> [Records to process]

________________________

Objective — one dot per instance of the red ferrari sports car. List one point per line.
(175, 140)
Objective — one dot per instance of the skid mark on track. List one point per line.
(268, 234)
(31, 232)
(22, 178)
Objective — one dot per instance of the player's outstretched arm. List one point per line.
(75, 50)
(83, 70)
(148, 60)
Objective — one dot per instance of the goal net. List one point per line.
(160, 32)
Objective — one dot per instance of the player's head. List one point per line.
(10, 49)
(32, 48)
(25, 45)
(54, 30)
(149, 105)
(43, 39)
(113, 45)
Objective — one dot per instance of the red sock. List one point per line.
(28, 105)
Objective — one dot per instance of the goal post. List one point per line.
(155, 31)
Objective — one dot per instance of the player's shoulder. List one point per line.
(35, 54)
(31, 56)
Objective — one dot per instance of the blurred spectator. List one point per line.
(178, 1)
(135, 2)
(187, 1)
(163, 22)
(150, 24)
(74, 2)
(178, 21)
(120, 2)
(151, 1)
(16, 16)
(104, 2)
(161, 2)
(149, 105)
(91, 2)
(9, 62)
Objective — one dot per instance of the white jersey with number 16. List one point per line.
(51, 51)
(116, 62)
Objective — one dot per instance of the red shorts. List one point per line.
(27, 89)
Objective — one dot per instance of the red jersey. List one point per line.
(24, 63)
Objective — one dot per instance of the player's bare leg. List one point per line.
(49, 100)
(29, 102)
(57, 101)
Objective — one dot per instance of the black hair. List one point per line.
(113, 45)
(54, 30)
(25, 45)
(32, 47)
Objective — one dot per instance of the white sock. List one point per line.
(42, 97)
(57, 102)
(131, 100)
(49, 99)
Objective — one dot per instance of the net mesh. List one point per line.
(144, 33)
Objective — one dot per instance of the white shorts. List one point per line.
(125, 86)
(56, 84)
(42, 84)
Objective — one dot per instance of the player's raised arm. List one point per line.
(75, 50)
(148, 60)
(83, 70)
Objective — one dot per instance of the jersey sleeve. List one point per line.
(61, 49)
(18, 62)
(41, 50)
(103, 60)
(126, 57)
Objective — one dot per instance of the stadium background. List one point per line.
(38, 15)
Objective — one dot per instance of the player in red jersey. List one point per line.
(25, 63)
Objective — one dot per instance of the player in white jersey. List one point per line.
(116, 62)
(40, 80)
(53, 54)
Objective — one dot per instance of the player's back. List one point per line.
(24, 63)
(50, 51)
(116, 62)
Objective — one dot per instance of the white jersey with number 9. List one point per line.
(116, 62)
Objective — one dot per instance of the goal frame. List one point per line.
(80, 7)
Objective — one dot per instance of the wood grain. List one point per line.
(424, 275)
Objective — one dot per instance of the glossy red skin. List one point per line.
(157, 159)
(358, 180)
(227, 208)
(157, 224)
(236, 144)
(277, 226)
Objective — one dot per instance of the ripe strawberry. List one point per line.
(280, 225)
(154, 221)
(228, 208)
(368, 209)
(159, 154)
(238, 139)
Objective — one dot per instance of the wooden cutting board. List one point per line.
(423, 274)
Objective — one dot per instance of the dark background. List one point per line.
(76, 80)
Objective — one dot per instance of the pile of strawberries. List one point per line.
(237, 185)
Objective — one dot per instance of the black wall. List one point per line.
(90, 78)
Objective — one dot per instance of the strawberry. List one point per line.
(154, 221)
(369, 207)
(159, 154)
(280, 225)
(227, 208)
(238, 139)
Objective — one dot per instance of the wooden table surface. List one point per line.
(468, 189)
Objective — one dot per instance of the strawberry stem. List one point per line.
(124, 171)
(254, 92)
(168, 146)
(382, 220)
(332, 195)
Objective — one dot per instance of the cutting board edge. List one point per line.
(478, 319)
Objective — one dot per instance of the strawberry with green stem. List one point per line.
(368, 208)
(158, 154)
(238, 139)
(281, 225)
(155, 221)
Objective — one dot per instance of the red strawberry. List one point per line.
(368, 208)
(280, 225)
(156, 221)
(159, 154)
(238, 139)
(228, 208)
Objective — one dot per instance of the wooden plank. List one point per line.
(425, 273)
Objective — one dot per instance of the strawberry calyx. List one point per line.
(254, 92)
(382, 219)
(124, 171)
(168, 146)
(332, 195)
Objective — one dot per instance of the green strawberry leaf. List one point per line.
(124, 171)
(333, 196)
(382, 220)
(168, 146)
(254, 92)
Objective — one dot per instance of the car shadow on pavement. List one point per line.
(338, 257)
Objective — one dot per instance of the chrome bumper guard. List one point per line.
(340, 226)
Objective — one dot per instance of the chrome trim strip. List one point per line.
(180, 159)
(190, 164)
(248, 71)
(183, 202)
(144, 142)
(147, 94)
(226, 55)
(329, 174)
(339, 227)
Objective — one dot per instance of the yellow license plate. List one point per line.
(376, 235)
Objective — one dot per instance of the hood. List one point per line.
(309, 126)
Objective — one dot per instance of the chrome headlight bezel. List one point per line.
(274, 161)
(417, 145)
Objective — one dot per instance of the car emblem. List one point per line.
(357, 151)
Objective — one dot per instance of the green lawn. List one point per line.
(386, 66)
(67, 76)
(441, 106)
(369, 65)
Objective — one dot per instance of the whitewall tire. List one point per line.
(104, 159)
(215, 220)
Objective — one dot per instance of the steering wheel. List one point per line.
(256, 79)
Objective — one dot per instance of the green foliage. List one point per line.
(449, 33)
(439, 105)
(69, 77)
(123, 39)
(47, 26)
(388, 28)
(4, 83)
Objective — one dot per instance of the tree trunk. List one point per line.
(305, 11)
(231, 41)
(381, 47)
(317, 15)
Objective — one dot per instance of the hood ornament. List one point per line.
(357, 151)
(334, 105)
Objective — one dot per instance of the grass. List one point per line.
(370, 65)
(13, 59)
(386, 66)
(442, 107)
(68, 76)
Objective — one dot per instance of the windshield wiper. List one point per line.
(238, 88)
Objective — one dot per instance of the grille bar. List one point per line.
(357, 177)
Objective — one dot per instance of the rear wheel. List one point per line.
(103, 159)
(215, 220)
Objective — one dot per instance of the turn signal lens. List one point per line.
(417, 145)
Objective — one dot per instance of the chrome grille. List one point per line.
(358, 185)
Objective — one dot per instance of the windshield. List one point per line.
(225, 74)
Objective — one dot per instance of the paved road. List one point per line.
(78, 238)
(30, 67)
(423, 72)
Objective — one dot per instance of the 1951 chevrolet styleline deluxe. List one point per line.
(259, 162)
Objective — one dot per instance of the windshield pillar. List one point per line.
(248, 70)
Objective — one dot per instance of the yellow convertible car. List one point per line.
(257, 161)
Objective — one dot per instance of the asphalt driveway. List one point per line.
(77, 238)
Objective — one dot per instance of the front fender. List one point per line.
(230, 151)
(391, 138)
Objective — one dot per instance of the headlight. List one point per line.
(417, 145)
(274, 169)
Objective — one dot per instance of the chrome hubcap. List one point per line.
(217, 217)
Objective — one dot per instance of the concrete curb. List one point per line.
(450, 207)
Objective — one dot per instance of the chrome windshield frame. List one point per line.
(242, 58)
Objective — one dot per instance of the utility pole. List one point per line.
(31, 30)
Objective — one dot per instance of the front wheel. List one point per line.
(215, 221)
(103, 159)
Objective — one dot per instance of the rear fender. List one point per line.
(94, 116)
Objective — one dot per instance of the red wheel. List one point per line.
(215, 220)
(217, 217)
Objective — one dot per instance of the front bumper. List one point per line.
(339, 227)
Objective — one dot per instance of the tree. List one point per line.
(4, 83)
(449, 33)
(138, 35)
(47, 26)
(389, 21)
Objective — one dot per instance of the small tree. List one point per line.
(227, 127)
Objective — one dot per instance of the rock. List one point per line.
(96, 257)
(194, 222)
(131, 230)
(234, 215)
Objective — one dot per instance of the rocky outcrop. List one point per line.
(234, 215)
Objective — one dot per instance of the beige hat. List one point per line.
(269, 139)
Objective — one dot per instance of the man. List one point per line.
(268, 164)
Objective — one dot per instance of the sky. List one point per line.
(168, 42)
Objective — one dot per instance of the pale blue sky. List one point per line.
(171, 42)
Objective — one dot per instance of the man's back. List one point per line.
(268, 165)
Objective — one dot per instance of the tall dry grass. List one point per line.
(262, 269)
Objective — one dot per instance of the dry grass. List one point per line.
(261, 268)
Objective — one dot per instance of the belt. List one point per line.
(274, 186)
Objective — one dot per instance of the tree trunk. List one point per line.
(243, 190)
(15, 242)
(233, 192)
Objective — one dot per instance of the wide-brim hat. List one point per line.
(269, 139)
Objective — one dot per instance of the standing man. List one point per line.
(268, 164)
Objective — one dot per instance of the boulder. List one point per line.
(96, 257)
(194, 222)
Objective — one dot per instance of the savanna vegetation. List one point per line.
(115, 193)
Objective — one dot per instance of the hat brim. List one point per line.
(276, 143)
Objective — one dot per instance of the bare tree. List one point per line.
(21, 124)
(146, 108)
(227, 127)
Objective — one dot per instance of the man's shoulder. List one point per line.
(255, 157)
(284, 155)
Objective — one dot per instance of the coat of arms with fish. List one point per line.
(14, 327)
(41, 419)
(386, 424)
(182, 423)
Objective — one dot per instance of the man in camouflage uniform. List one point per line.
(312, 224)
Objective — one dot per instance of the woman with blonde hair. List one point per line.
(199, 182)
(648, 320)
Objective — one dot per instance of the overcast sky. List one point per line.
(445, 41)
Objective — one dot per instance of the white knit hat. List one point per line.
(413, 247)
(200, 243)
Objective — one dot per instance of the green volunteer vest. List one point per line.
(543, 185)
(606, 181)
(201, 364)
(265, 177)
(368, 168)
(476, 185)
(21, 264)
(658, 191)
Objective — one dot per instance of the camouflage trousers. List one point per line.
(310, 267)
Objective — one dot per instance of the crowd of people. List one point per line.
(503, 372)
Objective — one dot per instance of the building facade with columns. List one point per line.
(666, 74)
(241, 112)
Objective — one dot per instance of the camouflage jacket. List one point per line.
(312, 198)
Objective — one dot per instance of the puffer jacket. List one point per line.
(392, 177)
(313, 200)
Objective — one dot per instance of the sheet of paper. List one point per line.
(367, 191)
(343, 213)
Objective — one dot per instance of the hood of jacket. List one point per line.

________________________

> [Do this]
All lines from the line containing "Objective — one dot per instance of the hat" through the end of the listing above are to be duplicated exactly; include both ends and nothing further.

> [Result of the task]
Objective — one dot per instance of the hat brim. List one point per line.
(276, 143)
Objective — one dot per instance of the bare tree. List one point per line.
(21, 124)
(146, 108)
(227, 127)
Objective — one dot per instance of the man's shoulder. List one point per line.
(255, 157)
(284, 155)
Objective — one dot per instance of the coat of arms with fish. List one point per line.
(14, 327)
(41, 419)
(386, 424)
(182, 423)
Objective — one dot per instance of the man in camouflage uniform. List one point per line.
(312, 224)
Objective — one dot per instance of the woman with blonde hair. List one point per line.
(199, 182)
(648, 320)
Objective — one dot per instance of the overcast sky. List one point per line.
(445, 41)
Objective — one dot per instance of the white knit hat. List one point per line.
(413, 247)
(200, 243)
Objective — one dot per instance of the green volunteer vest. List one point per line.
(543, 185)
(606, 181)
(201, 364)
(265, 177)
(368, 168)
(476, 185)
(21, 264)
(658, 191)
Objective — one dot per instance of the camouflage trousers. List one point per line.
(310, 267)
Objective — one dot per instance of the crowd of people. List one point per line.
(503, 372)
Objective — one dot per instance of the building facade with columns. List one point per line.
(666, 74)
(241, 112)
Objective — one dot per instance of the camouflage jacket. List one point per line.
(312, 198)
Objective — one dot per instance of the puffer jacket. List one point per line.
(392, 177)
(313, 200)
Objective — one dot per instance of the sheet of paper. List one point per line.
(367, 191)
(343, 213)
Objective — one dot per instance of the hood of jacket. List one point per line.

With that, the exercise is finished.